** start Provided information **
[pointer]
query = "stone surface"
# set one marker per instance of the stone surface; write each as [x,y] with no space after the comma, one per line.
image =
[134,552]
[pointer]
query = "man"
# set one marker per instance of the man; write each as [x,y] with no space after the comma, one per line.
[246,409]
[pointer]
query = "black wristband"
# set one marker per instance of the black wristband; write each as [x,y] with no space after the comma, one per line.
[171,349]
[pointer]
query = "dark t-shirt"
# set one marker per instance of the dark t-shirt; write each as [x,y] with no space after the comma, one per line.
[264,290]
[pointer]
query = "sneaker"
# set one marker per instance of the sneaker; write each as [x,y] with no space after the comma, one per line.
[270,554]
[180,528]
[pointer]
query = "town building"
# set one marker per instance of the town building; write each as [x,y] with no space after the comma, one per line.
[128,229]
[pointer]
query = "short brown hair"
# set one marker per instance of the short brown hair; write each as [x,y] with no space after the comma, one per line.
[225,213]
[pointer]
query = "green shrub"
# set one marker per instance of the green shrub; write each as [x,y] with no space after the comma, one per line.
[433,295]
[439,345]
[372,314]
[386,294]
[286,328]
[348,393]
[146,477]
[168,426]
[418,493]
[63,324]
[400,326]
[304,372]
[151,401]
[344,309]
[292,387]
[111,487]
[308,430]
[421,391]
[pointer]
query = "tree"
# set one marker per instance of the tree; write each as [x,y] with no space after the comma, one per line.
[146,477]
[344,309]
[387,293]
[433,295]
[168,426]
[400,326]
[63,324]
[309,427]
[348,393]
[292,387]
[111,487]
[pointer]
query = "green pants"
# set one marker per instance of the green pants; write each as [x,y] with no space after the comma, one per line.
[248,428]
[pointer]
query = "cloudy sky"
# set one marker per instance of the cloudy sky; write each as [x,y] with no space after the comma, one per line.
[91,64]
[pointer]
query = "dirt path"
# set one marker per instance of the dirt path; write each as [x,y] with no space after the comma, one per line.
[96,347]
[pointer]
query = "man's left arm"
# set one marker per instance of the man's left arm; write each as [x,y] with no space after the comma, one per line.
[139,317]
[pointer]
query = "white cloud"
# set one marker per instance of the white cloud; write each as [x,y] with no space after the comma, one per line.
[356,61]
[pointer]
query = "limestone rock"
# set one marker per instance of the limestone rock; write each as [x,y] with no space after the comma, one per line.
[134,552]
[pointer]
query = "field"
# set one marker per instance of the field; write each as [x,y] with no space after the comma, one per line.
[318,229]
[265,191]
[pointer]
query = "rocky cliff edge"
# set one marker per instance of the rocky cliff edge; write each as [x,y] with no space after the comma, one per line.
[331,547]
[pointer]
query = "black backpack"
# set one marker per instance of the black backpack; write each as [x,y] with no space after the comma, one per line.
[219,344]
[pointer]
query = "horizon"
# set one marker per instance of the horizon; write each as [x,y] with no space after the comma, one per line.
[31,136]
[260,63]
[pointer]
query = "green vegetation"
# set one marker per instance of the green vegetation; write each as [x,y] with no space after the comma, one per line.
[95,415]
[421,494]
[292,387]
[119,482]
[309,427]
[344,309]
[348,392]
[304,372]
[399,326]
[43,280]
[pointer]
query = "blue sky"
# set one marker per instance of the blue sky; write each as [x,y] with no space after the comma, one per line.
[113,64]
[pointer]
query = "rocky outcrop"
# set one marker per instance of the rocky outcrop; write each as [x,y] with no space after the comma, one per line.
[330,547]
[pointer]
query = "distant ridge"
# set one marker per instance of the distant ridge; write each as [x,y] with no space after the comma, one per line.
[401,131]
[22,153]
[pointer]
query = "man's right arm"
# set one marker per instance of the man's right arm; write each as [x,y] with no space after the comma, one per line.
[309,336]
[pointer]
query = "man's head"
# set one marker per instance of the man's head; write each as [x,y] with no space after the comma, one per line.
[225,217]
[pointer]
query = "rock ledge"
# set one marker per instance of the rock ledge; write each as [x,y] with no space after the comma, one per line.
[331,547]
** end Provided information **
_Exercise directions_. Everything in the listing above should be restated exactly.

_Task result_.
[pointer]
query = "stone surface"
# set one marker per instance of the stone surface; write each as [x,y] with no space after the comma, one per line.
image =
[134,552]
[pointer]
query = "man"
# set one marker per instance of the man; write each as [x,y] with no space after the comma, one per line.
[246,409]
[pointer]
query = "black wristband"
# set one marker per instance of the black wristband; write each as [x,y] with no space after the comma, one per line.
[171,349]
[pointer]
query = "dark t-shirt"
# set one marker per instance of the dark t-shirt; write each as [x,y] with no space after the comma, one per line.
[264,290]
[pointer]
query = "sneaker"
# set one marker per instance of the sneaker; write each as [x,y] with no space after the comma, one per line.
[270,554]
[180,528]
[pointer]
query = "town building"
# set one marker per instance of the town building; write each as [x,y] with no space after the comma, one per line.
[128,229]
[pointer]
query = "short brown hair"
# set one marker per instance of the short brown hair; write each as [x,y] with no space after the comma, one per line.
[225,213]
[pointer]
query = "green shrub"
# set one marker per instance of the green shrub; write each as [x,y] with no space after the comma, one per line.
[433,295]
[439,345]
[372,314]
[386,294]
[286,328]
[348,393]
[146,477]
[168,426]
[418,493]
[63,324]
[400,326]
[304,372]
[151,401]
[344,309]
[292,387]
[111,487]
[308,430]
[421,391]
[pointer]
query = "tree"
# set one marker per instance of the tree; write each as [x,y] with no space after the comma, one per line.
[146,477]
[344,309]
[387,293]
[433,295]
[168,426]
[400,326]
[63,324]
[309,427]
[348,393]
[292,387]
[111,487]
[pointer]
query = "green pants"
# set one marker per instance of the green pants; write each as [x,y] with no space after the comma, one per line.
[248,428]
[pointer]
query = "cloudy sky"
# set one marker per instance of the cloudy sky; write each as [x,y] with no space after the comma, one per line.
[91,64]
[pointer]
query = "dirt path"
# set one marker per instance of the dirt path; write each as [x,y] with no space after the comma, one per line.
[96,347]
[pointer]
query = "man's left arm"
# set one marker per instance of the man's left arm; write each as [x,y] with no space after the comma, one per line.
[139,317]
[pointer]
query = "white cloud"
# set one marker per instance of the white cloud; write each as [x,y] with no space after the comma, one per line.
[356,61]
[pointer]
query = "limestone rock"
# set one marker per instance of the limestone rock; write each as [x,y] with no space after the comma, one per line.
[134,552]
[pointer]
query = "field"
# set one marker per instance of the field; write each as [x,y] with no space after the comma, one per line.
[318,229]
[265,191]
[pointer]
query = "rocky cliff edge"
# set one marker per instance of the rocky cliff edge; write each as [x,y] with no space after the comma, one per line.
[331,547]
[pointer]
query = "black backpack"
# set one marker per instance of the black backpack; write each as [x,y] with no space after the comma, one per line.
[219,344]
[pointer]
query = "horizon"
# set one marker per instance of the horizon; write each as [x,y] with no space after the comma, one per line.
[31,136]
[260,63]
[pointer]
query = "green vegetation"
# set one marker per instance of the green vegetation; write each as [x,y] with no space after the comma, one per line.
[95,415]
[421,494]
[292,387]
[119,482]
[309,427]
[344,309]
[348,392]
[304,372]
[399,326]
[43,280]
[pointer]
query = "blue sky"
# set one marker per instance of the blue sky; write each as [x,y] with no space after the comma, one per line.
[113,64]
[pointer]
query = "rocky outcrop"
# set one marker per instance of the rocky outcrop; write each as [x,y] with no space after the comma, one per line.
[330,547]
[pointer]
query = "distant ridge"
# set one marker per instance of the distant ridge; write each as [x,y] with no space after the comma, one per line.
[401,131]
[22,153]
[pointer]
query = "man's right arm"
# set one marker per instance of the man's right arm; write each as [x,y] with no space after the comma, one per line.
[309,336]
[pointer]
query = "man's head"
# set one marker per instance of the man's head; write each as [x,y] with no space after the comma, one per line.
[225,217]
[pointer]
query = "rock ledge"
# set one marker per instance of the rock ledge; write each as [x,y] with no space after the comma, one per line.
[331,547]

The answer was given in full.